Excerpted passage:
"""

I enjoyed reading this thread. It's clear that it's not possible to discuss a topic like the shekinah and Gauquelin without bringing everyone's beliefs into the picture and exploring the relation between belief and knowledge.

Some of you present astrology as belief, apart from science. When asked "Do you believe in astrology?" someone once responded "Do you believe in cat food?". But the two are not the same. Cat food is not a system. It's not as simple as that.

Is this belief a question of faith? Meaning that you must not abandon your faith in astrology or your life will be worse? I don't think any of us thinks that.

To Gauquelin, astrological belief is based on knowledge that must come from science, which implies some sort of research. In the past, this knowledge was deleloped through a process I'd like to call practical research, as contrasted to experimental research. Practical research is developed through case studies, comparisons, and consensus through discussions. It was a very slow inductive process. Gauquelin wanted to speed things up by applying the tools of modern science.

"""

Tasks:
1. In the post on astrology and Gauquelin, what did Gauquelin want to apply to speed up the slow inductive process?
2. Carry on the post on astrology and Gauquelin, starting after its last sentence.

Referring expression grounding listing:
"""

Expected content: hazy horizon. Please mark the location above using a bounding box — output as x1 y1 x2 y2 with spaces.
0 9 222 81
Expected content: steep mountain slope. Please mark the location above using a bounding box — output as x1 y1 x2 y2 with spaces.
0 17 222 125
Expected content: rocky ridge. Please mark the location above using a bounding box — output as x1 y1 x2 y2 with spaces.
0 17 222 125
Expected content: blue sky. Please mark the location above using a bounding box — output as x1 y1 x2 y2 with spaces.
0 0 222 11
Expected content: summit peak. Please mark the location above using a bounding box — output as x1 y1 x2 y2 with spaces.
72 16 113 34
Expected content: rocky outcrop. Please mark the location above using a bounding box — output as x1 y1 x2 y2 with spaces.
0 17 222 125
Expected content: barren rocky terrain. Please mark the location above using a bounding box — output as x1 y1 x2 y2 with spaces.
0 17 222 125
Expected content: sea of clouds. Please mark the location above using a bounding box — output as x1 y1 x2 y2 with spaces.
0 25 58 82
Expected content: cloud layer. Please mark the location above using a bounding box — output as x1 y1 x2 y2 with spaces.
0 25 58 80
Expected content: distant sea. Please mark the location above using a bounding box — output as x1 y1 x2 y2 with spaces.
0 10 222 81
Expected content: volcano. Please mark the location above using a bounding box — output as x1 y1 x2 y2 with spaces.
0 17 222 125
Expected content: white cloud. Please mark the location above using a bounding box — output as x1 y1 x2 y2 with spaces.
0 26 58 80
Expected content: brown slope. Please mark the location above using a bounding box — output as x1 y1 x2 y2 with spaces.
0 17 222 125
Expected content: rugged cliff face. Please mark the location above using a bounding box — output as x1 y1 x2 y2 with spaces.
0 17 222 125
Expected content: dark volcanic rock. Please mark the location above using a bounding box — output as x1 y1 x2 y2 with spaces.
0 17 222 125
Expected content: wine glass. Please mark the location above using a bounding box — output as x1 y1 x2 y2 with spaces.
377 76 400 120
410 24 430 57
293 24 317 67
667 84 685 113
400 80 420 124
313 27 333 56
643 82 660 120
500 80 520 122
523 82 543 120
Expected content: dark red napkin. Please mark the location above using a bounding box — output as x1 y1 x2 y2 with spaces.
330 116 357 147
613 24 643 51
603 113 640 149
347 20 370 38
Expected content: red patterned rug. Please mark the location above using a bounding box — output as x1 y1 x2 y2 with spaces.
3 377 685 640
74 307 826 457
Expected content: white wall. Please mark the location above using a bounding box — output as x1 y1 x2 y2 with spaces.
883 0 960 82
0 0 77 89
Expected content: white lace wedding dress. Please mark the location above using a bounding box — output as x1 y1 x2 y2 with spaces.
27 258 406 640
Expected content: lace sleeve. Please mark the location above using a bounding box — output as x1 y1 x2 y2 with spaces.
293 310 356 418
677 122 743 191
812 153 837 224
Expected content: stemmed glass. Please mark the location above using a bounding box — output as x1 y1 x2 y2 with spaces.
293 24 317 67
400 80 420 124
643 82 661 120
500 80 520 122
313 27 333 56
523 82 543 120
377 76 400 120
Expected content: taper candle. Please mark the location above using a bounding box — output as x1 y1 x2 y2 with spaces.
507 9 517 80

"""

Results:
1. The tools of modern science.

2.
How do we know someting in astrology? How do we assure ourselves that that knowledge is valid and that we can trust it and believe in it? What we do is we sample our experience and share with ohters. In other words, we need to do science at some level. That is what we are doing right here. At least this is one component of astrology's practical research.

Gauquelin was a good astrologer and he knew what to look for. He tested for many things and was many times disappointed. Eventually he found something that supports astrology and is replicable. There's no turning back from this point onward because one of the keys has already unlocked a door. Yes, this approach is reductionist, but that's probably the way our brains are made. Astrology does not need to be severely reductionist because modern science accepts fuzzy logic.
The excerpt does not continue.